In the flang commit notice, which earlier change number is this commit described as a re-worked version of?

Source extract.
╔══
[flang-commits] [flang] 6d50a79 - [flang][cuda] Implicitly load cudadevice module in device/global subprogram (#92038)
via flang-commits
flang-commits at lists.llvm.org
Fri May 17 13:58:52 PDT 2024
Author: Valentin Clement (バレンタイン クレメン)
Date: 2024-05-17T13:58:49-07:00
New Revision: 6d50a79b721760fa5e10b81ebe6d1e37f141f61b
URL: https://github.com/llvm/llvm-project/commit/6d50a79b721760fa5e10b81ebe6d1e37f141f61b
DIFF: https://github.com/llvm/llvm-project/commit/6d50a79b721760fa5e10b81ebe6d1e37f141f61b.diff
LOG: [flang][cuda] Implicitly load cudadevice module in device/global subprogram (#92038)
This is a re-worked version of #91668. It adds the `cudadevice` module
and set the `device` attributes on its functions/subroutines so there is
no need for special case in semantic check.
╚══
Records from an annotation dataset:
╔══
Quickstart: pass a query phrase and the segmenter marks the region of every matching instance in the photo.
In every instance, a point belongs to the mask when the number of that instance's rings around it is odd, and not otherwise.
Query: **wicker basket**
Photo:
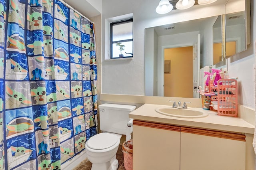
[[[132,170],[132,154],[123,151],[124,153],[124,164],[126,170]]]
╚══
Answer in full. #91668